§ DATA TO USE
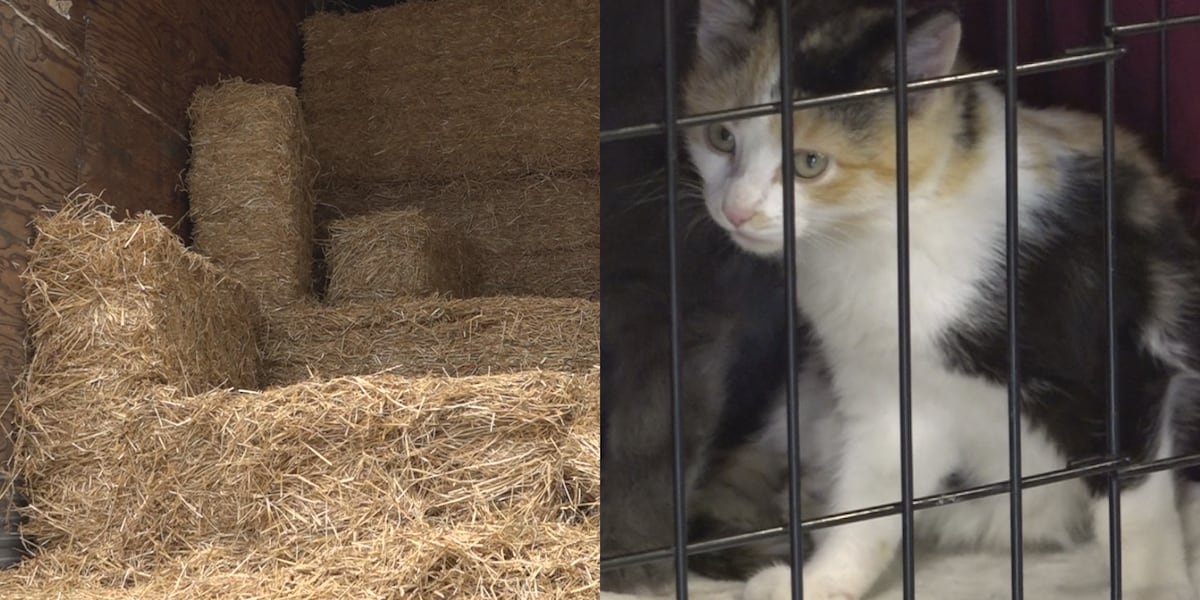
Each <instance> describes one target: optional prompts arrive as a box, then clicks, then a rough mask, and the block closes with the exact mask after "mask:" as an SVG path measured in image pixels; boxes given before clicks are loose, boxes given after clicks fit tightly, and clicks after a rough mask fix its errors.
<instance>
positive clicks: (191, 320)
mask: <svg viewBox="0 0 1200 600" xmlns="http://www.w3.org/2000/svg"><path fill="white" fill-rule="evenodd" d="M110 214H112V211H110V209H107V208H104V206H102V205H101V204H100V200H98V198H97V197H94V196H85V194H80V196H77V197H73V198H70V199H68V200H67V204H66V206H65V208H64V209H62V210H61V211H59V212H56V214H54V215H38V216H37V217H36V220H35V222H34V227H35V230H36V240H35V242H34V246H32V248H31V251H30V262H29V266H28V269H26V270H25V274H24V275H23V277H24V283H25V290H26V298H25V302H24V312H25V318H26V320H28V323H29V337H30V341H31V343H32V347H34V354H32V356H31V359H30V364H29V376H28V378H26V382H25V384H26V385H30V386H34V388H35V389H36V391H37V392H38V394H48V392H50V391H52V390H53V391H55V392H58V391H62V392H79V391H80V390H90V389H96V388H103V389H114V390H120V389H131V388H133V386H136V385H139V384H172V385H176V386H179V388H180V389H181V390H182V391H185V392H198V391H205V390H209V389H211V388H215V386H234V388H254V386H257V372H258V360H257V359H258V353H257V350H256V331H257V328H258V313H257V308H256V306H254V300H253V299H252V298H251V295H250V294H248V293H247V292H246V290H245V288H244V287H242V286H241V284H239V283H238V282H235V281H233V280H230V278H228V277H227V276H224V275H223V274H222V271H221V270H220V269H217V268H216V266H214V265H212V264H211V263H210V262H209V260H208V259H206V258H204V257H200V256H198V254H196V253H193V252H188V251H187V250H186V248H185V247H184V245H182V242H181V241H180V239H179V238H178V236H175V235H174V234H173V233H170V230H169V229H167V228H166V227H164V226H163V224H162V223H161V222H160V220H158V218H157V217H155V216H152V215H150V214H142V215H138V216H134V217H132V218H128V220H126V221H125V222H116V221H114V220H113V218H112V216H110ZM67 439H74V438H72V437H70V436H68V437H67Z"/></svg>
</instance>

§ WHAT IS NEEDED
Locate every line of the items above that contains the string "path" and copy each one out in full. Case counts.

§ ANSWER BOX
Each <instance> describes one target: optional prompts arrive as a box, then clicks, then a rough mask, and the block closes with the exact mask after "mask:" as an SVG path measured in image pixels; boxes given before clicks are loose, boxes given after clicks fit tightly, and clicks after a rough mask fix its errors.
mask: <svg viewBox="0 0 1200 600" xmlns="http://www.w3.org/2000/svg"><path fill="white" fill-rule="evenodd" d="M110 214H112V211H110V209H107V208H104V206H102V205H101V204H100V200H98V198H97V197H94V196H85V194H80V196H77V197H73V198H70V199H68V200H67V204H66V206H65V208H64V209H62V210H61V211H59V212H56V214H54V215H38V216H37V217H36V220H35V222H34V227H35V230H36V240H35V242H34V246H32V248H31V251H30V262H29V266H28V269H26V270H25V274H24V275H23V277H24V283H25V290H26V298H25V302H24V312H25V318H26V320H28V323H29V337H30V341H31V343H32V347H34V354H32V356H31V359H30V364H29V376H28V378H26V382H25V384H26V385H30V386H34V388H35V389H36V391H37V392H38V394H48V392H50V391H52V390H53V391H55V392H58V391H62V392H79V391H80V390H90V389H96V388H103V389H114V390H120V389H131V388H133V386H136V385H139V384H172V385H176V386H179V388H180V389H181V390H182V391H185V392H198V391H205V390H209V389H211V388H215V386H234V388H254V386H257V372H258V360H257V359H258V353H257V350H256V331H257V328H258V313H257V308H256V306H254V300H253V299H252V298H251V295H250V294H248V293H247V292H246V290H245V288H244V287H242V286H241V284H239V283H238V282H235V281H233V280H230V278H228V277H227V276H224V275H223V274H222V271H221V270H220V269H217V268H216V266H214V265H212V264H211V263H210V262H209V260H208V259H206V258H204V257H200V256H198V254H196V253H193V252H188V251H187V250H186V248H185V247H184V245H182V242H181V241H180V239H179V238H178V236H175V235H174V234H173V233H170V230H169V229H167V228H166V227H164V226H163V224H162V223H161V222H160V220H158V218H157V217H155V216H152V215H150V214H142V215H138V216H134V217H132V218H128V220H126V221H125V222H116V221H114V220H113V218H112V216H110ZM67 439H74V438H72V437H70V436H68V437H67Z"/></svg>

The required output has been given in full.